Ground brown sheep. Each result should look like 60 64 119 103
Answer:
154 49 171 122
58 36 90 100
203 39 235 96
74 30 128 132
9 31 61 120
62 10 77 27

[Exercise brief]:
Count the lines in the records that contain the string "Ground", matching case exactly. Reply with the number only.

[Result]:
1